> Exercise task 1:
From the patent background on pointer actions and projected images, list each type of mouse it names together with the problem it gives for that type.
> Exercise task 2:
Extend the patent background on pointer actions and projected images, starting right after its final sentence.

╭─ Selected text

METHOD AND APPARATUS FOR VISION-BASED COUPLING BETWEEN POINTER ACTIONS AND PROJECTED IMAGES
BACKGROUND OF THE INVENTION
1. Field of the Invention The present invention relates generally to computerized mapping of pointers and, in particular, to the computerized mapping of a user's pointer between a computer display and a computer virtual environment.
2. Description of the Prior Art
Traditional methods of controlling computer-based presentations (such as Microsoft* PowerPoint* talks) require the user to send commands to the computer using either the keyboard or the mouse. This can be awkward because it diverts the attention of the presenter and the audience from the projected presentation (screen). A more natural mode of controlling such presentations would be by performing operations directly on the presentation area. Existing systems for accepting user input from the presentation surface include expensive electronic whiteboards and pointing devices such as remote mice. Electronic whiteboards are not portable, and either require laborious manual calibration and/or force the use of specially coded markers. Remote mice lack the transparency and immediacy of pointing actions and suffer from other problems. For instance, infrared mice require the user to point the mouse at a small target, radio mice are subject to interference, and mice with long cables are unwieldy.

╰─
╭─ Stored data

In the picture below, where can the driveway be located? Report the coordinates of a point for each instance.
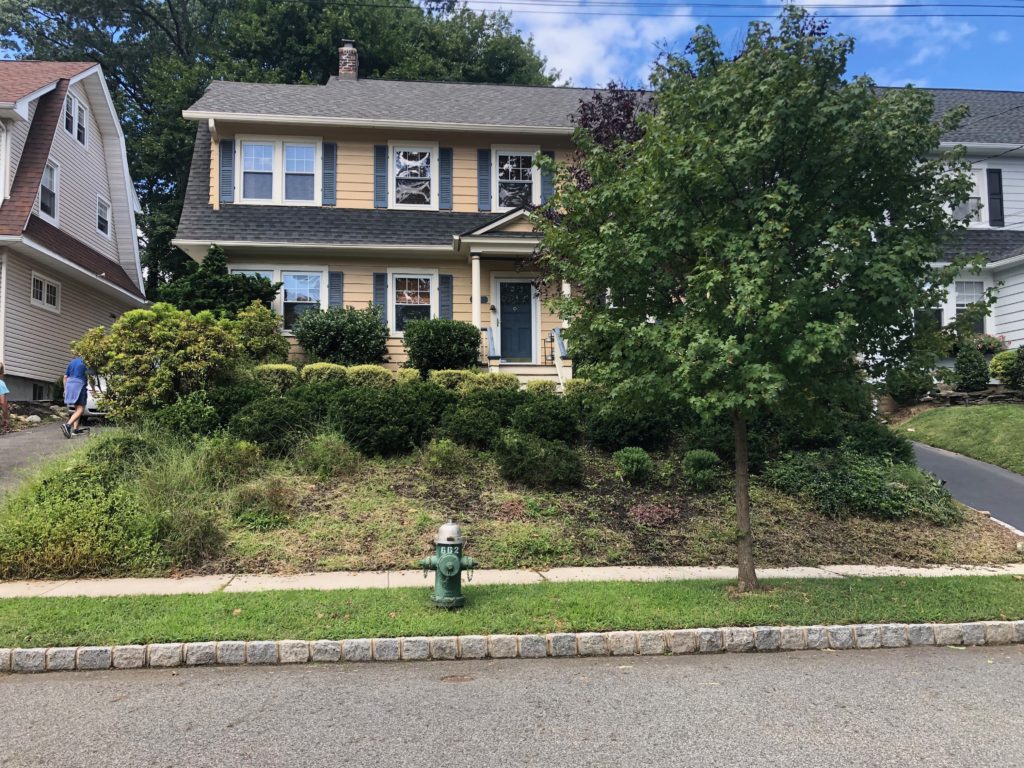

╰─

> Final answer 1:
- Infrared mice: they require the user to point the mouse at a small target.
- Radio mice: they are subject to interference.
- Mice with long cables: they are unwieldy.

> Final answer 2:
It is. therefore, an object of the present invention to allow the user to directly control the presentation in a more natural manner, either at a distance from the screen (using a laser pointer or shadow gestures) or at a distance from the computer
(using a telescoping pointer). It is another object of the present invention to create an inexpensive and portable presentation control system.
SUMMARY OF THE INVENTION Accordingly, we have developed a method and an apparatus to overcome the problems with the prior art systems.
The present invention includes an inexpensive low-resolution camera which is connected to the user's notebook computer and which observes the presentation area. Computer-vision algorithms determine where the user is pointing on the
presentation surface, and this provides a correspondence between the user's actions (as seen by the camera) and active regions in the image being displayed on the screen.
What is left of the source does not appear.